● **Source text**
********************

Escaped Markup Doesn't Work

Related Reading

Content Syndication with RSS
By Ben Hammersley

There appear to be two arguments in favor of escaped markup:

  1. Aggregators are using XML, in the form of RSS, to combine data sources together. Aggregators are tools or companies that build RSS feeds for a wide variety of sources. You might, for example, subscribe to a feed that shows the top ten news stories from selected major news outlets.

    The aggregators might argue that they're just using XML as a transport protocol and have no control over the actual content. The content that they're aggregating may or may not be well formed so they have to do something with the markup. There's a further argument that they don't have any interest in the actual content, that it's just shuffled off to some other application for rendering, and that it's better and more efficient to store the content as opaque text nodes.

********************

● **The tasks**
**A.** In the escaped markup article, rewrite the stretch from "There appear to" through "opaque text nodes.", putting "delivery format" in place of "transport protocol".
**B.** According to the escaped markup article, what do aggregators build?

********************

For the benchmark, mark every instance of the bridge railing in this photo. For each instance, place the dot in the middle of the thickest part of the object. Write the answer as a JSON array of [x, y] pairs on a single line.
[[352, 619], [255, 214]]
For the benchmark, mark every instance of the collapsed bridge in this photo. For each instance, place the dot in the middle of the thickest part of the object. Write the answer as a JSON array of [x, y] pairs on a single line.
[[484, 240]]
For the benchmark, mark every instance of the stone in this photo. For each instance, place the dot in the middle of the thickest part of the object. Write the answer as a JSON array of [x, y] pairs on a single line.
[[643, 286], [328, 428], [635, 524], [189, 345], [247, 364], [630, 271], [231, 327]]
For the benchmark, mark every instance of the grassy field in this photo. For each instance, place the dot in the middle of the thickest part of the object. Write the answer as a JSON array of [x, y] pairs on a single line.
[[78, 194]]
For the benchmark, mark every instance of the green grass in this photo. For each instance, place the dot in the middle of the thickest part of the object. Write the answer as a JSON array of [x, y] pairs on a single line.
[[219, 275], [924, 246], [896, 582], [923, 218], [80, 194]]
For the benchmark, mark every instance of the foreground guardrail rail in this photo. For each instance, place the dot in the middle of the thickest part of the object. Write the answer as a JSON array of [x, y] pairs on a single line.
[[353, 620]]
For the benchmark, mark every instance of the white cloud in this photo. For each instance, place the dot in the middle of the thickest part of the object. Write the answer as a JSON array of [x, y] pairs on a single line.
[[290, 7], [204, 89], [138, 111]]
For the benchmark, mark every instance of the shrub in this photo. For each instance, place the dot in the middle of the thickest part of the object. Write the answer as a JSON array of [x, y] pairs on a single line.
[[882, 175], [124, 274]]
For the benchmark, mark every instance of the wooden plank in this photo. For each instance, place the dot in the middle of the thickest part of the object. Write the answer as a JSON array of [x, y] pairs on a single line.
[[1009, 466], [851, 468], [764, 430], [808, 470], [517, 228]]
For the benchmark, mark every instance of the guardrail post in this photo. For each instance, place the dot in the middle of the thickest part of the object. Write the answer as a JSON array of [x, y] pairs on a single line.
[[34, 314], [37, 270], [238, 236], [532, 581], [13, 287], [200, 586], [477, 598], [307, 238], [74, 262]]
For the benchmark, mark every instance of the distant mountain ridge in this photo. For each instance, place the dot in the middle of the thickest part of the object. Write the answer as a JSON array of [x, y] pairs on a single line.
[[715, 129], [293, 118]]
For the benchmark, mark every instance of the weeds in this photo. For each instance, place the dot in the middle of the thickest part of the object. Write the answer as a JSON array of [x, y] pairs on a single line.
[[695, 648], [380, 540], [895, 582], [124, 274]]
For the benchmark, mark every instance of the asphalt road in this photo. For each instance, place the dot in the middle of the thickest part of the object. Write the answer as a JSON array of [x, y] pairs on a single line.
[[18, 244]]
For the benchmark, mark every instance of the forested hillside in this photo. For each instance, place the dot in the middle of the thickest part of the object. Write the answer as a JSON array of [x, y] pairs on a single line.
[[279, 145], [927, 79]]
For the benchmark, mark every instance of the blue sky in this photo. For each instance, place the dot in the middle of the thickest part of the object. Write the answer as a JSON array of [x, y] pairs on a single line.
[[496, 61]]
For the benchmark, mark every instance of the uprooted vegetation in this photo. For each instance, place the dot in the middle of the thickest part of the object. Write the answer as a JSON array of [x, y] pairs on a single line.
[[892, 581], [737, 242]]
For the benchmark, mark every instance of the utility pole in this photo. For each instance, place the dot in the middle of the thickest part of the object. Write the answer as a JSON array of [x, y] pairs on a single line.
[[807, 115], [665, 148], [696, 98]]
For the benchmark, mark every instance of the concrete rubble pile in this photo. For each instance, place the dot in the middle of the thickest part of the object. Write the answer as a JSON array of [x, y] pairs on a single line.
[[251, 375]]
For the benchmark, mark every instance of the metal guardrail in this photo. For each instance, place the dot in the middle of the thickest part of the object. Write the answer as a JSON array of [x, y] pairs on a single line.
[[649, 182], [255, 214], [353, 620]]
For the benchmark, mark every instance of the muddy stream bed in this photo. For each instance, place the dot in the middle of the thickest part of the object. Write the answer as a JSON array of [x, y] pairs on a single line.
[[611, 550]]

********************

● **Solutions to the tasks**
**A.**
There appear to be two arguments in favor of escaped markup:

  1. Aggregators are using XML, in the form of RSS, to combine data sources together. Aggregators are tools or companies that build RSS feeds for a wide variety of sources. You might, for example, subscribe to a feed that shows the top ten news stories from selected major news outlets.

    The aggregators might argue that they're just using XML as a delivery format and have no control over the actual content. The content that they're aggregating may or may not be well formed so they have to do something with the markup. There's a further argument that they don't have any interest in the actual content, that it's just shuffled off to some other application for rendering, and that it's better and more efficient to store the content as opaque text nodes.

**B.** RSS feeds for a wide variety of sources.